--- START THE INPUT ---
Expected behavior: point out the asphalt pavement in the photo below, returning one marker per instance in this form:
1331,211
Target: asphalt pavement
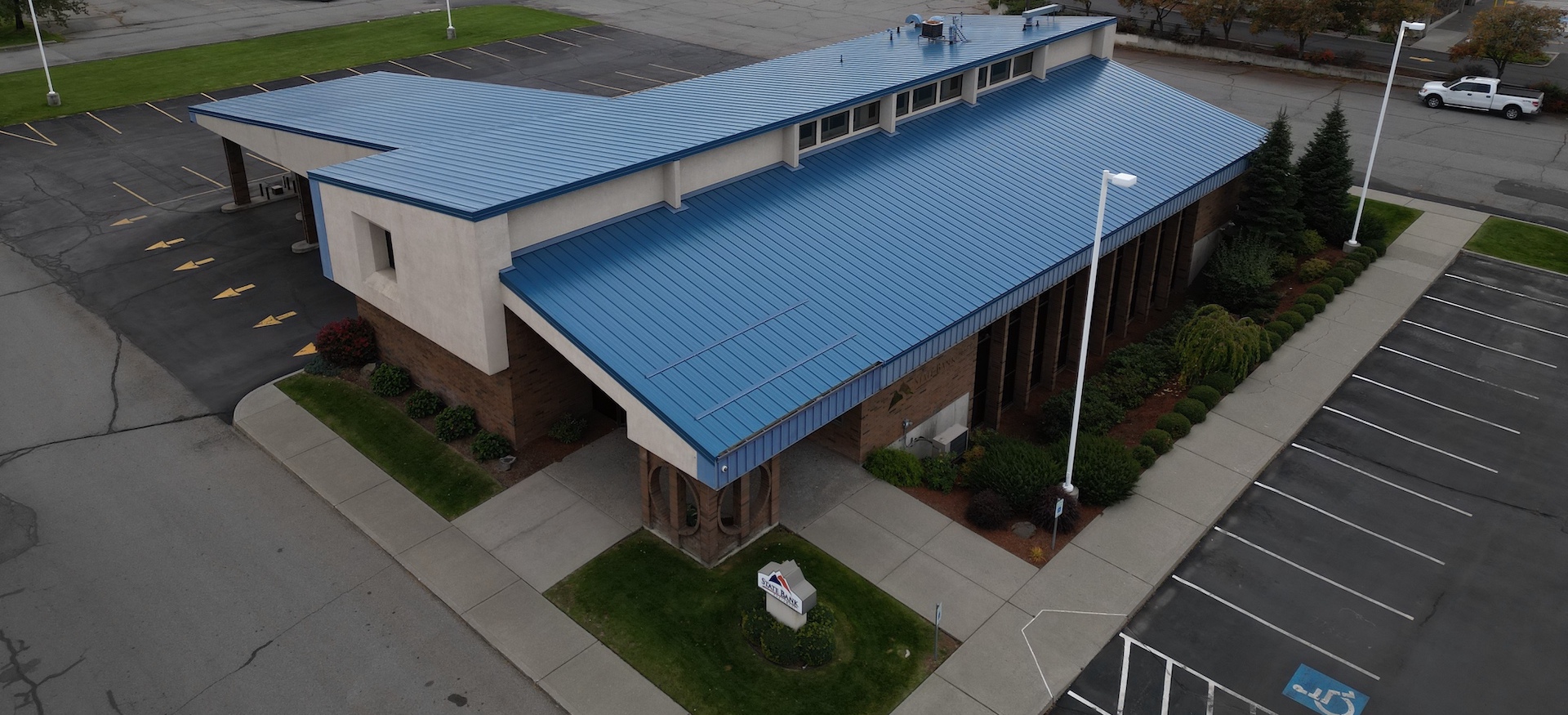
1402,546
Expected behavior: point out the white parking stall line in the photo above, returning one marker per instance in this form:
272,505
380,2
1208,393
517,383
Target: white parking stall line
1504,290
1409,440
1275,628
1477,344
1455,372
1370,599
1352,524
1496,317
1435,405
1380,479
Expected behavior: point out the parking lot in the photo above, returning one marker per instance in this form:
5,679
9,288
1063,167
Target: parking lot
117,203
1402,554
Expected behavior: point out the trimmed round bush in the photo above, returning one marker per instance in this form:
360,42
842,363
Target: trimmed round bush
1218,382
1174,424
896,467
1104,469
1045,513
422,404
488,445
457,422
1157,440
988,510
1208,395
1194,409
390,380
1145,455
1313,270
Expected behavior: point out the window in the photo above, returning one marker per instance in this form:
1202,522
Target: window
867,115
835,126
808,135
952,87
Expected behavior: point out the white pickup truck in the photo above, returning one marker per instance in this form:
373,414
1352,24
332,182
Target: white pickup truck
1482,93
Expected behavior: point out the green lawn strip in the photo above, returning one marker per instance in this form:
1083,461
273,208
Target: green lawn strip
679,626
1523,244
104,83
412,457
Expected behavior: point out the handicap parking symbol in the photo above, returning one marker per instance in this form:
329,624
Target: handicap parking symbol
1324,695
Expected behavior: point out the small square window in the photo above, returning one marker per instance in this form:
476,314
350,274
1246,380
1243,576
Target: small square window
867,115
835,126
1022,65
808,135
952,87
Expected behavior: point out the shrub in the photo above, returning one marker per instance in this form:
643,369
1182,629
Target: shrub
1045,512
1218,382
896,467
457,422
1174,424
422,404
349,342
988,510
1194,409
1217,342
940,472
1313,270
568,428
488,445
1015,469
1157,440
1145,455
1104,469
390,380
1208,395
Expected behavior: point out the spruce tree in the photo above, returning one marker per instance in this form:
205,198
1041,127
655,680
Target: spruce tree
--- END THE INPUT ---
Retype each record exactly as it stands, but do not include the pictures.

Expected behavior: point out the asphalt pavement in the photo below, returning one marker per instance in this form:
1331,211
Target: asphalt pavement
1402,546
Expected behavior: point out the white parking stall line in the photo above, returning one marker per instance in this form:
272,505
380,2
1208,393
517,383
Target: white parking stall line
1504,290
1409,440
1275,628
1477,344
1455,372
1370,599
1352,524
1496,317
1435,405
1380,479
Expected behavior: point out the parking lot in the photo above, returning one marker per instance in this form:
5,679
9,288
1063,167
Target: parking lot
117,203
1402,554
Expected behavior: point out the trimmed round bush in the photo above, returning one marker per instance in this form:
360,42
842,363
Target: trimmed round bush
1218,382
1174,424
896,467
1104,469
1045,513
422,404
488,445
457,422
1157,440
988,510
1208,395
1194,409
390,380
1145,455
1313,270
Expected behavior: point out the window in the photo above, returning one marker per instance in this form:
1202,522
Target: window
867,115
835,126
808,135
952,87
Expected behavior: point out the white pickup truck in the photo above, returning one marker per instance in this form:
373,414
1352,24
332,182
Target: white pickup truck
1482,93
Expected behavior: point out the green lawn strip in the photo above, returning one marker per instance in this form:
1083,461
273,208
Target: green lawn strip
679,626
1523,244
104,83
412,457
Expected behavior: point out the handicap parking symbol in the photo above, returning one marker per instance in this form:
329,624
Target: handicap parking symbol
1324,695
Expected behavior: point out the small square window in the photo above, returning one marker per instance in this form:
476,314
350,274
1246,380
1243,576
Target: small square window
867,115
835,126
1022,65
808,135
952,87
Expected behavior: point out the shrub in the photo above, returning one marker per instance in this form:
643,369
1182,629
Target: shrub
1045,512
1218,382
896,467
457,422
1174,424
422,404
349,342
988,510
1194,409
1217,342
940,472
1313,270
568,428
488,445
1015,469
1157,440
1145,455
1104,469
390,380
1208,395
Expected behavior: point out the spruce tree in the photo above, returning one marker per instance in this form:
205,198
1041,127
655,680
Target: spruce tree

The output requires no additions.